[[ GIVEN RECORDS, beginning ]]
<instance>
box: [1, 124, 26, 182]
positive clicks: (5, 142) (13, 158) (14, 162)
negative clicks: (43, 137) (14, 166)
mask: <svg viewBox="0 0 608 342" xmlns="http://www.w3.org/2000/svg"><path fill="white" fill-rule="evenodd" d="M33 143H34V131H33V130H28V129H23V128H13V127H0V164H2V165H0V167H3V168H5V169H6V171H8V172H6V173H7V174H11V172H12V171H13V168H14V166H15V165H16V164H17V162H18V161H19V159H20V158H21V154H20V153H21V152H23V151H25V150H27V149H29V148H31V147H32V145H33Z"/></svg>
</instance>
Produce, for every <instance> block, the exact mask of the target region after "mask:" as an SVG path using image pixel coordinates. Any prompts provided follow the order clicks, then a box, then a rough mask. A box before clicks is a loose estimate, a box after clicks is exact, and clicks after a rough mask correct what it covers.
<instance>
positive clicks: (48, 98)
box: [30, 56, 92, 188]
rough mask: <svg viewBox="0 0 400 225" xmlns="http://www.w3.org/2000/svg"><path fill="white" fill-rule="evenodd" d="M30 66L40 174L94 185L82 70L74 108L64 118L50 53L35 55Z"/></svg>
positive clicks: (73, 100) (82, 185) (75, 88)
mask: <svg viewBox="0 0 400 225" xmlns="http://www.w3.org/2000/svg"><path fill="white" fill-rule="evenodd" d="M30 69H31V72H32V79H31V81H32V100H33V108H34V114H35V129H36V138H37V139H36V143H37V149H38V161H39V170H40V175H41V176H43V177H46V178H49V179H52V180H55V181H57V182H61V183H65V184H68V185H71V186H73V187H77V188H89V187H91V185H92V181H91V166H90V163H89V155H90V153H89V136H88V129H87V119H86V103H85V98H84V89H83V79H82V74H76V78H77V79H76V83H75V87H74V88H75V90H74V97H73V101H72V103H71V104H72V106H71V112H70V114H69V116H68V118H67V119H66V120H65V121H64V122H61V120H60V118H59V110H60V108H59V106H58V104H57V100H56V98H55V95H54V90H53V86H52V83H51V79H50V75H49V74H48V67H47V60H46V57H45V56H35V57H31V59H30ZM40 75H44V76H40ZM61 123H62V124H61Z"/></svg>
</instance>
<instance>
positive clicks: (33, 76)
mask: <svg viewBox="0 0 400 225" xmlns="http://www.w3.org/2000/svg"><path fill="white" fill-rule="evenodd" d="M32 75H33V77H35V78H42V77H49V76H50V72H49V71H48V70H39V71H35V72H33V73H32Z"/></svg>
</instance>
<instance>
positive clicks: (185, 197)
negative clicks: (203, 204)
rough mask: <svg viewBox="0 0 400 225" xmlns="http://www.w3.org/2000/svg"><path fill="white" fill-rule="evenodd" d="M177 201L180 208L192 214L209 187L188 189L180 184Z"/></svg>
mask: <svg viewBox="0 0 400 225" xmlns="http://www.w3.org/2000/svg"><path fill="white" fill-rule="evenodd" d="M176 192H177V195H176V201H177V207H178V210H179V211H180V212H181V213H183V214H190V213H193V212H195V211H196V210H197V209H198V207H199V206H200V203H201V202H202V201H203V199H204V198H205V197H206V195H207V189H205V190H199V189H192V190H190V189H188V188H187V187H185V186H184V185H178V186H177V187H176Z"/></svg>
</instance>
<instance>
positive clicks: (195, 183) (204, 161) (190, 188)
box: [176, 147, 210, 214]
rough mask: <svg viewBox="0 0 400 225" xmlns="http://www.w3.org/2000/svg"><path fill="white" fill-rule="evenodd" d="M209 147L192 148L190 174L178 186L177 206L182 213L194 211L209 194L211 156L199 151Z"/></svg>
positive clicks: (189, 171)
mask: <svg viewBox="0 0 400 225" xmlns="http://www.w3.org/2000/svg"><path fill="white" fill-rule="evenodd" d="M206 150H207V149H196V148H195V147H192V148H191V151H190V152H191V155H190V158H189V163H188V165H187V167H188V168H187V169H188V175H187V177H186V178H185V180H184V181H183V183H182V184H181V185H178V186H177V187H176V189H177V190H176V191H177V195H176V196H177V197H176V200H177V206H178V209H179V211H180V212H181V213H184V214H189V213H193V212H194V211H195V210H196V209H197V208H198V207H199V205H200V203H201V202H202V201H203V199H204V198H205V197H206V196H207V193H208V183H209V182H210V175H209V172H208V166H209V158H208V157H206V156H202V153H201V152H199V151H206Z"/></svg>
[[ GIVEN RECORDS, end ]]
• [PROBLEM TO SOLVE] Rewrite the rows above, swapping every "positive clicks" for "foreground clicks" and keeping everything else the same.

• [RESPONSE AREA]
<instance>
box: [1, 124, 26, 182]
foreground clicks: (5, 142) (13, 158) (14, 162)
negative clicks: (43, 137) (14, 166)
mask: <svg viewBox="0 0 608 342" xmlns="http://www.w3.org/2000/svg"><path fill="white" fill-rule="evenodd" d="M33 143H34V131H33V130H28V129H23V128H13V127H0V164H2V165H0V167H3V168H5V169H6V171H8V172H6V173H7V174H11V172H12V171H13V168H14V166H15V165H16V164H17V162H18V161H19V159H20V158H21V154H20V153H21V152H23V151H25V150H27V149H29V148H31V147H32V145H33Z"/></svg>
</instance>
Produce, for every <instance> block, the exact mask of the target region after "mask:" as an SVG path using image pixel coordinates. Any prompts provided follow the order clicks, then a box, then a rough mask. A box before clicks is a loose estimate, a box after clicks is exact, and clicks after a rough mask correct what it covers.
<instance>
foreground clicks: (48, 98)
box: [30, 56, 92, 188]
rough mask: <svg viewBox="0 0 400 225" xmlns="http://www.w3.org/2000/svg"><path fill="white" fill-rule="evenodd" d="M30 66L40 174L94 185L82 70L74 108L64 118L50 53L35 55Z"/></svg>
foreground clicks: (73, 100) (82, 185) (75, 88)
mask: <svg viewBox="0 0 400 225" xmlns="http://www.w3.org/2000/svg"><path fill="white" fill-rule="evenodd" d="M30 69H31V72H32V79H31V81H32V100H33V108H34V114H35V129H36V138H37V139H36V143H37V149H38V161H39V170H40V175H41V176H43V177H46V178H49V179H52V180H55V181H57V182H61V183H65V184H68V185H71V186H73V187H77V188H89V187H91V185H92V181H91V166H90V163H89V155H90V153H89V136H88V129H87V119H86V103H85V98H84V89H83V79H82V74H76V78H77V79H76V83H75V87H74V88H75V90H74V97H73V101H72V103H71V104H72V106H71V112H70V114H69V116H68V118H67V119H66V120H65V121H64V122H61V120H60V118H59V110H60V108H59V106H58V104H57V100H56V98H55V95H54V90H53V86H52V83H51V79H50V75H49V74H48V67H47V60H46V57H45V56H35V57H31V59H30ZM40 75H44V76H40ZM61 123H62V124H61Z"/></svg>
</instance>
<instance>
foreground clicks: (33, 76)
mask: <svg viewBox="0 0 400 225" xmlns="http://www.w3.org/2000/svg"><path fill="white" fill-rule="evenodd" d="M32 75H33V77H35V78H42V77H49V76H50V72H49V71H48V70H39V71H35V72H33V73H32Z"/></svg>
</instance>
<instance>
foreground clicks: (185, 197)
negative clicks: (203, 204)
rough mask: <svg viewBox="0 0 400 225" xmlns="http://www.w3.org/2000/svg"><path fill="white" fill-rule="evenodd" d="M177 201L180 208L192 214L209 187L188 189L180 184Z"/></svg>
mask: <svg viewBox="0 0 400 225" xmlns="http://www.w3.org/2000/svg"><path fill="white" fill-rule="evenodd" d="M176 192H177V195H176V201H177V207H178V210H179V211H180V212H181V213H183V214H190V213H193V212H195V211H196V210H197V209H198V207H199V206H200V203H201V202H202V201H203V199H204V198H205V197H206V195H207V189H205V190H199V189H192V190H190V189H188V188H187V187H185V186H184V185H178V186H177V187H176Z"/></svg>
</instance>
<instance>
foreground clicks: (195, 183) (204, 161) (190, 188)
box: [176, 147, 210, 214]
rough mask: <svg viewBox="0 0 400 225" xmlns="http://www.w3.org/2000/svg"><path fill="white" fill-rule="evenodd" d="M209 147L192 148L190 174L178 186L177 206L182 213L194 211L209 194L211 156L199 151Z"/></svg>
foreground clicks: (189, 171)
mask: <svg viewBox="0 0 400 225" xmlns="http://www.w3.org/2000/svg"><path fill="white" fill-rule="evenodd" d="M206 150H207V149H196V148H195V147H192V148H191V151H190V152H191V155H190V158H189V163H188V165H187V167H188V168H187V169H188V175H187V177H186V178H185V180H184V181H183V183H182V184H181V185H178V186H177V187H176V189H177V190H176V191H177V195H176V196H177V197H176V200H177V206H178V209H179V211H180V212H181V213H184V214H189V213H193V212H194V211H195V210H196V209H197V208H198V207H199V205H200V203H201V202H202V201H203V199H204V198H205V197H206V196H207V193H208V183H209V182H210V175H209V172H208V166H209V158H208V157H206V156H202V153H201V152H199V151H206Z"/></svg>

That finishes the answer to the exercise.